§ **Text section**:

The last few weeks we’ve hearing quite a bit about God calling people. Jesus baptized and called into his mission; Jonah; Jesus’ new disciples; Samuel, called in the night. And another call in the night, for Martin Luther King to persevere when things were the darkest. Call is clearly a major theme of this season of Epiphany.

But what is this business of “call,” anyway? Because it is not like most of us hear God’s voice come completely out of the blue: Brian, you are now to become an astronaut! Mary, go to Cairo tomorrow, and open a shoe repair shop!

More likely, God’s call is a lengthy process, which asks of us patience and discernment. It often begins with dissatisfaction, an itch. A job just doesn’t feel right, or we know that we’re not living in a way that is healthy or centered in God. We have to experience this dissatisfaction for awhile, getting to the root of it: what is the problem here? What needs to change?

Then begins a time of praying, listening, waiting for the Spirit to call us forward. What is it we need? A new approach to prayer, a change of vocation, a shift in our relationship with our spouse? What feels compelling, attractive, perhaps scary, but right? We have to rely on our intuition, and dare to imagine.

In time, we may have a gut feeling, an intuition about how the Spirit may be leading us. Then, if we are brave, we respond to the call; we get up and go where we are led. God gives us a vision of possibilities, but then it is up to us to get up and walk into the unknown. This takes faith, trust, that God will give us the means to do what God calls us to do.

Through all of this, we cannot go it alone. We need friends, family, fellow pilgrims on the journey. Some form of community is essential, if we are ever to get to clarity. We need people to discern with us, to whom we can express our dissatisfaction, our dreams, our fear of change. Others give us a reality check; they tell us things we hadn’t thought of; they mirror back to us what they hear and see in us.

This is essentially what many of you did last year in the ReImagine process, through the Season of Listening and the group meetings. You shared your passions and dreams, and what your “Yes” to the Spirit might be. You did that in community. Out of that, some of you offered new ministries to this community.

I don’t know if you’re aware of our parish Discernment Guild. They have served as this discerning community for some dozen of our members over the last few years. As needed, they form a small group around a person who is seeking God’s direction in their life. Over a period of months they listen deeply, and pray together. Discernment for some has to do with the possibility of ordination. For others, it has to do with other big transitions and new directions. In February, our Discernment Guild will lead the Sunday adult education hour, helping us all deepen our skills in personal discernment.

§ **Material shown**:

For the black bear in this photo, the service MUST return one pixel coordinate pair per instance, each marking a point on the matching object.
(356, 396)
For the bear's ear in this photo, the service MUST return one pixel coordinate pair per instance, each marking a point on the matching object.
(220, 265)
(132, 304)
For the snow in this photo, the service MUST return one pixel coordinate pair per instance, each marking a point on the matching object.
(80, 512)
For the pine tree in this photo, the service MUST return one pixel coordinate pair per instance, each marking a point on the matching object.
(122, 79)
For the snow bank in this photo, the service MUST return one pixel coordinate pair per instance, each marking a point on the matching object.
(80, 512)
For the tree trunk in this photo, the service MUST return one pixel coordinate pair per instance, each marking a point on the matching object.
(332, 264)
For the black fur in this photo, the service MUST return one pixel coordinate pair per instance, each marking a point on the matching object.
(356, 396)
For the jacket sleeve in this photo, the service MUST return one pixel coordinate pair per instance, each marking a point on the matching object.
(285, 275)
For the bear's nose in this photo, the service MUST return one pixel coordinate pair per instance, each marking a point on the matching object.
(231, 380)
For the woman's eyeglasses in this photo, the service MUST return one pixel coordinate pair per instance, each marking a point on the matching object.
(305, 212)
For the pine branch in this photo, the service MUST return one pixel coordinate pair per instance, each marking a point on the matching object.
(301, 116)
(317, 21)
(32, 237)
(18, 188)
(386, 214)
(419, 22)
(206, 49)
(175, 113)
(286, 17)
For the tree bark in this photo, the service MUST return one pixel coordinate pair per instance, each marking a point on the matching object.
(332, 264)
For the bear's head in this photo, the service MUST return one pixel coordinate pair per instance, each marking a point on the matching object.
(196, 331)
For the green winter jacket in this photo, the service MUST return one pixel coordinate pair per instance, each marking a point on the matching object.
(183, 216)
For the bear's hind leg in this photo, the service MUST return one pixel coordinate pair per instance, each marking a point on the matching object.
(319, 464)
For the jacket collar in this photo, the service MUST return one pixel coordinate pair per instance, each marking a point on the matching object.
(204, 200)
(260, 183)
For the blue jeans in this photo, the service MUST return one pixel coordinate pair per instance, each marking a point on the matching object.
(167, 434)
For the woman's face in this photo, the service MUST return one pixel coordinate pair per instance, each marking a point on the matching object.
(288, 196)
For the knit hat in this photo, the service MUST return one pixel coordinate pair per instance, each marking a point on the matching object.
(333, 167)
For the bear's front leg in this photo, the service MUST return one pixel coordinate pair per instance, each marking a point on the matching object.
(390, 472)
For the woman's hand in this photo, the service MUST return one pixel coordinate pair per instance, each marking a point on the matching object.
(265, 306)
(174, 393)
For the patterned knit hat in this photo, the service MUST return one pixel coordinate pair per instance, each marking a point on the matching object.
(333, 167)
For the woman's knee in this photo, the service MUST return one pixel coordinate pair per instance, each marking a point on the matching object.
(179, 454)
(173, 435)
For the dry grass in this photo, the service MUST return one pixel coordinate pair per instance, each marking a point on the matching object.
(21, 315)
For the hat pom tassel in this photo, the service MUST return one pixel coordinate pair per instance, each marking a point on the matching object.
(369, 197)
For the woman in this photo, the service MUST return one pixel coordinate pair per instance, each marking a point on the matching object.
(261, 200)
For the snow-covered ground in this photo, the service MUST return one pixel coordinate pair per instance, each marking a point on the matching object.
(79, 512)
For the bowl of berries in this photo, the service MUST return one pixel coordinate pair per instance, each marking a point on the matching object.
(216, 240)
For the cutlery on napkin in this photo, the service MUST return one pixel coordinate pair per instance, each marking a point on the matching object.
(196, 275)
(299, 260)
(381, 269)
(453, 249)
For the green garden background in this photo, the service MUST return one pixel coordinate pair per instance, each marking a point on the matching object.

§ **The task**: Retype the sermon text from "Then begins a" to "calls us to do." word for word.

§ **Completed exercise**:
Then begins a time of praying, listening, waiting for the Spirit to call us forward. What is it we need? A new approach to prayer, a change of vocation, a shift in our relationship with our spouse? What feels compelling, attractive, perhaps scary, but right? We have to rely on our intuition, and dare to imagine.

In time, we may have a gut feeling, an intuition about how the Spirit may be leading us. Then, if we are brave, we respond to the call; we get up and go where we are led. God gives us a vision of possibilities, but then it is up to us to get up and walk into the unknown. This takes faith, trust, that God will give us the means to do what God calls us to do.